# TEXT EXCERPT

····················

The Perfect
— Cornelis de Bondt
Question: I would call an excellent and exemplary work a “masterpiece,” which cannot be improved; does that mean it is perfect?
Answer: No. Excellence should not be confused with perfection. The perfect is untouchable and unsuitable for action because any action would by definition destroy the perfection. The perfect is objectwise; therefore, it is toxic. Excellence, on the other hand, invites an act and can only occur within that act; it is therefore subjectwise. The subjectwise is never perfect; it is always in progress. But that does not mean it can be improved, because that would imply that the work was born out of unfreedom.1)
A perfect artwork would be a work that was fully determined in advance. The artistic process could only lead to one work: that one perfect work. But then the work would not have been born out of freedom. It was all predetermined.
The interesting thing is that the work can articulate the suggestion of being perfect. When we hear the first movement of Beethoven’s Fifth Symphony, we think it could only have been composed in that way, even though Beethoven could have made different choices. That suggestion of perfection is generated by our imagination. That is an articulation of excellence. Both Kant and Burke point out that beauty is imperfect, and must be so. This imperfection is what allows the beautiful to work through our imagination.2)
I used the word ‘toxic’ above, because something that can only exist in one way was created out of unfreedom. There were no choices, thus no freedom; it was completely rigid and therefore dead. The Sirens were deadly with their perfect singing.

····················

# INFORMATION SUPPLIED
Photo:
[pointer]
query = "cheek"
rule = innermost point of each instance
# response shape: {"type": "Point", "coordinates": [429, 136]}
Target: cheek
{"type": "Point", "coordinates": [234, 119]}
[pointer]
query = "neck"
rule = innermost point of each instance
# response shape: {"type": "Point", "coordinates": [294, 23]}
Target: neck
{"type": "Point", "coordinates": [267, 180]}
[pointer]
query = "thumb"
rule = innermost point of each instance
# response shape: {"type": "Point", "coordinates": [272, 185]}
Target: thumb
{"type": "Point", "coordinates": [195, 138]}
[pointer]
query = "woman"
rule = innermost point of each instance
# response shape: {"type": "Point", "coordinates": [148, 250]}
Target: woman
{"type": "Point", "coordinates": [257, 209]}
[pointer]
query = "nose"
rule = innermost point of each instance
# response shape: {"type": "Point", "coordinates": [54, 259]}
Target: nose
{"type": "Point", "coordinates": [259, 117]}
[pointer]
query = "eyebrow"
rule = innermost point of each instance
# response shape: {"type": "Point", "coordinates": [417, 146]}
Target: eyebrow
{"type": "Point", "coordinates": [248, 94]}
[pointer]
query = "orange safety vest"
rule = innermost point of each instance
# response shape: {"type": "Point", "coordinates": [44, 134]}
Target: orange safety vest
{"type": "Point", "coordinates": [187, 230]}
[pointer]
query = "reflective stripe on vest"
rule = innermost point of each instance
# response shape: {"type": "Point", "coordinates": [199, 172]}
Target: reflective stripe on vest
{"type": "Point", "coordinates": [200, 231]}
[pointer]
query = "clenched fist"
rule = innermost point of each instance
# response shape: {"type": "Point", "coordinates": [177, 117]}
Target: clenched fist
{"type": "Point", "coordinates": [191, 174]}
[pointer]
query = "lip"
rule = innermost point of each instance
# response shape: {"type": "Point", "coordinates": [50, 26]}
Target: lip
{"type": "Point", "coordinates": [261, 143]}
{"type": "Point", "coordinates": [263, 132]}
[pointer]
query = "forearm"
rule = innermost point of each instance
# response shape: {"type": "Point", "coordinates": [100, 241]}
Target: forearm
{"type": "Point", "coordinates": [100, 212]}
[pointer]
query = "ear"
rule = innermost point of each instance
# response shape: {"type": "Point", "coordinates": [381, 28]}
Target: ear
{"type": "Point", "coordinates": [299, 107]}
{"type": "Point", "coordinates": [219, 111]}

····················

# WHAT TO DO
- a) Transcribe the passage on the perfect, starting at "The interesting thing" and ending at "their perfect singing.".
- b) In the passage on the perfect, which two thinkers are said to point out that beauty is imperfect?

# TASK-BY-TASK SOLUTIONS
- a)
The interesting thing is that the work can articulate the suggestion of being perfect. When we hear the first movement of Beethoven’s Fifth Symphony, we think it could only have been composed in that way, even though Beethoven could have made different choices. That suggestion of perfection is generated by our imagination. That is an articulation of excellence. Both Kant and Burke point out that beauty is imperfect, and must be so. This imperfection is what allows the beautiful to work through our imagination.2)
I used the word ‘toxic’ above, because something that can only exist in one way was created out of unfreedom. There were no choices, thus no freedom; it was completely rigid and therefore dead. The Sirens were deadly with their perfect singing.

- b) Kant and Burke